Assigned task: Repeat every entry exactly as it appears.

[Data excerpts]
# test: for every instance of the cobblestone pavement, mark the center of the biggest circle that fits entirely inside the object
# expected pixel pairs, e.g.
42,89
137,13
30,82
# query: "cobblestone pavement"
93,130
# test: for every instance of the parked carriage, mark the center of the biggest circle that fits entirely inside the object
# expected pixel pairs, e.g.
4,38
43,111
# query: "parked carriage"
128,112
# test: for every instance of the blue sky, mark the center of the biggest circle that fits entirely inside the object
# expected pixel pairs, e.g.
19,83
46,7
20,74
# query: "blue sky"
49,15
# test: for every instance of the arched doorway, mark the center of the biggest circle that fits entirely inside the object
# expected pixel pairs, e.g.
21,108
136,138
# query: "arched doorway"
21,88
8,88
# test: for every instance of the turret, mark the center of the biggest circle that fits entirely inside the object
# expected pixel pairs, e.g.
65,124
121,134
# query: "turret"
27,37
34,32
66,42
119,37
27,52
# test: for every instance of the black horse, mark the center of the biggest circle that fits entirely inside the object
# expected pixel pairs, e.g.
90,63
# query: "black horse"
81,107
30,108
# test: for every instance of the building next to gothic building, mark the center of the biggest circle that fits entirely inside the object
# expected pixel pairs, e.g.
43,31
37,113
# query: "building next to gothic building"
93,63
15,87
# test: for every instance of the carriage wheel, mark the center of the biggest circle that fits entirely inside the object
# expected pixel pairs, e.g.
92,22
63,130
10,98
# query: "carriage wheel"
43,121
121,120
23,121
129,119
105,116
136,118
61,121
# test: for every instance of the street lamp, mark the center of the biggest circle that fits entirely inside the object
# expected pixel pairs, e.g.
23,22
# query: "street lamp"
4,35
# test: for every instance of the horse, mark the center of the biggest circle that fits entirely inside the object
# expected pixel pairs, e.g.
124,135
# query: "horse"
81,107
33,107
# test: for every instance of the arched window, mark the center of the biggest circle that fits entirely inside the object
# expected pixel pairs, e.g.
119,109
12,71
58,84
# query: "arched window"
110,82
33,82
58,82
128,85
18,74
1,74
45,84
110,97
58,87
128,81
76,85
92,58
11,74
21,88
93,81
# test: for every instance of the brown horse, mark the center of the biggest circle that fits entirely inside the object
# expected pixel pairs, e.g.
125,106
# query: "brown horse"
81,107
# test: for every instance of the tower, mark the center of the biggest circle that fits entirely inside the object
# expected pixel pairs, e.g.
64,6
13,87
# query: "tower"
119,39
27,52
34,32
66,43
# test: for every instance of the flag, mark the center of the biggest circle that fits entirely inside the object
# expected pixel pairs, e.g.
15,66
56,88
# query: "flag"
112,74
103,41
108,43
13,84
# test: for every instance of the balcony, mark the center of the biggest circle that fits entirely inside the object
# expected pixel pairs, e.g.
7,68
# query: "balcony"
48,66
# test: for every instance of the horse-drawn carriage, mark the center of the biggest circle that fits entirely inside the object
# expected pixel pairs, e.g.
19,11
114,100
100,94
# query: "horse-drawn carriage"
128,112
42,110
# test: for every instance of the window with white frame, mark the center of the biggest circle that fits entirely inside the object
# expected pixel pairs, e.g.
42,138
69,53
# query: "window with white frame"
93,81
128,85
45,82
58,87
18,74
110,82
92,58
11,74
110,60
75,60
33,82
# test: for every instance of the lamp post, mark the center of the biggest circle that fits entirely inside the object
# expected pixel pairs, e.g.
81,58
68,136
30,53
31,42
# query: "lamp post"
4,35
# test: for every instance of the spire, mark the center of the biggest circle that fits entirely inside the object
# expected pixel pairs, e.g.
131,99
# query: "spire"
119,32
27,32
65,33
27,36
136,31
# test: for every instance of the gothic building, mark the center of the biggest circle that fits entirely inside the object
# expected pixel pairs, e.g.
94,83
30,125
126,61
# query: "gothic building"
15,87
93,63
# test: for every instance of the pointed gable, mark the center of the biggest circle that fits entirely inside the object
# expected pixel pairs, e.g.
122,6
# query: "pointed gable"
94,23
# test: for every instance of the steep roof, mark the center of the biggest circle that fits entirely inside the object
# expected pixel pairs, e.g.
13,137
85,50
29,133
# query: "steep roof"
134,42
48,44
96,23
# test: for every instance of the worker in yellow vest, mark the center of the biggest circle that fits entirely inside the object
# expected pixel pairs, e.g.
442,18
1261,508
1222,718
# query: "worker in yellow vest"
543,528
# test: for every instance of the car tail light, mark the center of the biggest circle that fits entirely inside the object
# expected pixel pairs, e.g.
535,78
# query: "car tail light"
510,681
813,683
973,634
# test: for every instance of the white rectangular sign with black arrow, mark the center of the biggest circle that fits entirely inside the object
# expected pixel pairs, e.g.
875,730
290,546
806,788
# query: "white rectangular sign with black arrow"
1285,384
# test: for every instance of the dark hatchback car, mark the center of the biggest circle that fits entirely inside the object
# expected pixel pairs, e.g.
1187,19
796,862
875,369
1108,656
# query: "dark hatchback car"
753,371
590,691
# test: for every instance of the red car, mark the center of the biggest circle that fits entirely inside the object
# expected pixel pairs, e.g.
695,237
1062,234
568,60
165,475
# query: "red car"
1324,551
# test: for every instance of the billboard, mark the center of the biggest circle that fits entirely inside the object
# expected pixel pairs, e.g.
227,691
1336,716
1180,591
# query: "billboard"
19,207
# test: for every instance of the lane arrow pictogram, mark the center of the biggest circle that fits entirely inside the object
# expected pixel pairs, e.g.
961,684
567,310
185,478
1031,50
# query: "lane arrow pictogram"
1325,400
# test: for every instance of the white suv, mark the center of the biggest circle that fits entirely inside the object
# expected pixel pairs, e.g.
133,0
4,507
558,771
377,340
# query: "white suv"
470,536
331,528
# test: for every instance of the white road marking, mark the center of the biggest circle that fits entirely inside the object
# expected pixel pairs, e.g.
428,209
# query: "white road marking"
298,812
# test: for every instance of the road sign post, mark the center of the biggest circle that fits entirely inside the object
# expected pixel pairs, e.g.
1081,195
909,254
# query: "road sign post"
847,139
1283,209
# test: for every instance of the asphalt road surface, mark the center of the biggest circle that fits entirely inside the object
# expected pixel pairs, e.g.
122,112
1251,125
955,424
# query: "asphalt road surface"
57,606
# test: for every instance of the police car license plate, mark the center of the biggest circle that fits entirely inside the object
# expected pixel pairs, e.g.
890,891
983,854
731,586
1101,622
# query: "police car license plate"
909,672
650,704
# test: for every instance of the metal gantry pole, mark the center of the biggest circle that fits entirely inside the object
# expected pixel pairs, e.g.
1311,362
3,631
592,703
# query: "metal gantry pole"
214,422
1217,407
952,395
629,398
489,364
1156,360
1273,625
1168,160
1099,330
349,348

The completed task:
# test: for every instance of the cobblestone pavement, mark the center of the biggest circle that fits entirely inside the object
# expected pixel pairs, e.g.
42,89
137,13
30,82
# query: "cobblestone pavement"
93,130
# test: for every instance of the parked carriage, mark the center of the biggest circle that fits entirely inside the object
# expected pixel pairs, e.g.
4,38
43,111
# query: "parked carriage"
128,112
# test: for every instance of the blue sky, mark the center of the biggest circle that fits entirely inside the object
# expected pixel pairs, e.g.
19,83
46,7
20,74
# query: "blue sky"
49,15
# test: for every instance of the arched doorway, mark the center of the biggest circle that fits entirely inside the object
# expected pixel pairs, e.g.
21,108
136,138
# query: "arched doorway"
21,88
8,88
# test: for every instance of the turret, mark the center of the biggest circle that fits entirely inside the object
# expected pixel pairs, e.g.
65,124
121,134
# query: "turret"
27,37
34,32
66,42
119,37
27,52
# test: for every instance of the black horse, mark the center of the biggest circle that fits entirely inside the object
# expected pixel pairs, e.g.
90,63
# query: "black horse"
81,107
30,108
# test: for every instance of the building next to gothic building, mark the center of the biggest circle that fits entirely inside the object
# expected pixel pairs, e.g.
43,31
37,113
# query: "building next to gothic building"
93,63
15,87
# test: for every instance of the carriage wheel, mark the center of the biggest circle that fits entirely inside the object
# expected pixel pairs, e.g.
92,22
63,130
10,98
# query: "carriage wheel"
43,121
121,120
23,121
129,119
105,116
136,118
61,121
# test: for every instance of the street lamp, mark the center of the biggest circle that fits entirely inside the object
# expected pixel pairs, e.g.
23,22
# query: "street lamp"
4,35
# test: for every instance of the horse, mark the center of the biggest circle that fits entirely inside the object
# expected pixel pairs, e.g.
124,135
# query: "horse"
81,107
33,107
# test: for every instance of the arched window, mark the center of the biggest circle that fits entirely inside the object
# expected pixel pairs, e.g.
119,109
12,71
58,84
# query: "arched window"
110,82
33,82
58,82
128,85
18,74
1,74
45,84
110,97
58,87
128,81
76,85
92,58
11,74
21,88
93,81
# test: for every instance of the brown horse, mark the center of the biggest circle that fits entirely inside the object
# expected pixel pairs, e.g.
125,106
# query: "brown horse"
81,107
# test: for every instance of the tower, mark the center of the biggest circle that fits entirely inside the object
# expected pixel pairs, e.g.
64,6
13,87
# query: "tower"
119,39
27,52
34,32
66,43
# test: for every instance of the flag, mark the center of the biggest circle that fits entirely inside the object
# expected pixel pairs, e.g.
15,66
56,88
# query: "flag"
112,74
103,41
108,43
13,84
# test: for every instance of the balcony, mark the center of the biggest circle that fits entirely inside the object
# expected pixel pairs, e.g.
7,68
# query: "balcony"
48,66
# test: for every instance of the horse-drawn carriage, mark the center of the biggest circle that fits entirely inside the object
# expected pixel pairs, e.g.
19,11
114,100
100,94
# query: "horse-drawn carriage"
128,112
42,110
# test: for every instance of the window with white frame, mark the center of the biggest circle that fits entirely inside the object
# expected pixel pairs, e.g.
42,138
69,53
# query: "window with white frame"
93,81
128,85
45,82
58,87
18,74
110,82
92,58
11,74
110,60
75,60
33,82
# test: for every instance of the lamp post, mark the center of the biggest circle that fits entirely inside the object
# expected pixel pairs, e.g.
81,58
68,136
30,53
31,42
# query: "lamp post"
4,35
# test: for every instance of the spire, mark the center of the biggest circle that fits entirely inside the object
# expected pixel pairs, e.g.
131,99
# query: "spire"
119,32
27,32
65,33
27,36
136,31
# test: for every instance of the gothic building, mark the center of the biggest circle that fits entirely inside the object
# expected pixel pairs, e.g.
94,83
30,125
126,61
# query: "gothic building"
15,87
93,63
# test: for every instance of the pointed gable, mark the center of the biggest circle that fits entirely inside the object
# expected pixel pairs, e.g.
122,6
# query: "pointed gable"
94,23
# test: for every instance of the steep roof, mark the center of the biggest circle that fits entirely inside the object
# expected pixel pairs, e.g.
13,137
85,50
29,133
# query: "steep roof"
134,42
48,44
96,23
# test: for every instance of the worker in yellow vest, mark the center of the biggest circle that fits entirely inside the object
# expected pixel pairs, e.g.
442,18
1261,508
1222,718
# query: "worker in yellow vest"
543,528
# test: for every instance of the car tail light, mark the center of the biggest circle that fits entirely inside the object
# expected pixel pairs, e.g.
535,78
# query: "car tail light"
510,681
813,683
973,634
# test: for every instance of the white rectangular sign with black arrow, mark the center of the biggest circle that fits entirely inside the object
# expected pixel pairs, e.g.
875,730
290,546
806,788
# query: "white rectangular sign with black arrow"
1285,384
# test: for every instance of the dark hatchback car, mark the center of the biggest circle that fits entirely inside the object
# expected pixel pairs, e.g.
1187,19
796,862
875,369
1108,656
# query: "dark hatchback car"
753,371
590,691
# test: for every instance of the red car, mark the center of the biggest circle that fits entirely inside the object
# expected pixel pairs, e.g.
695,237
1062,234
568,60
165,475
# query: "red car"
1324,551
# test: for every instance of the billboard, mark the center of the biggest circle that fits entirely inside the object
# expected pixel pairs, e.g.
227,691
1336,716
1180,591
# query: "billboard"
19,207
# test: for every instance of the lane arrow pictogram, mark the center of the biggest circle that fits entirely inside the object
# expected pixel pairs, e.g.
961,684
567,310
185,478
1031,50
# query: "lane arrow pictogram"
1325,400
# test: for every instance of the white suv, mark the center of the biggest circle that fits entirely inside the object
# expected pixel pairs, e.g.
133,0
4,507
558,771
377,340
# query: "white suv"
470,536
331,528
# test: for every instance of the white road marking, mark the center of the biggest circle that fits entirely inside the object
# expected pixel pairs, e.g.
428,209
# query: "white road marking"
298,812
# test: for every instance of the road sign post, mark the center of the biggest circle that fits entirely inside the object
# expected pixel pairs, e.g.
1081,195
909,254
# query: "road sign post"
847,139
1283,209
# test: for every instance of the asphalt road surface, mark the center of the biggest circle that fits entirely inside the object
# expected pixel pairs, e.g.
122,112
1251,125
955,424
# query: "asphalt road surface"
57,606
# test: for every instance of the police car license plate, mark the center of the biggest circle that fits entirely inside the object
# expected pixel pairs, e.g.
890,891
983,854
731,586
1101,622
# query: "police car license plate"
909,672
650,704
# test: for every instance of the metal gantry pole, mark the center of the biggest circle that fits entirely inside the object
# expected pixel pairs, e.g.
1311,362
3,631
592,703
# query: "metal gantry pole"
214,422
1217,407
952,395
629,398
489,364
1156,360
1273,625
1168,160
1099,330
349,348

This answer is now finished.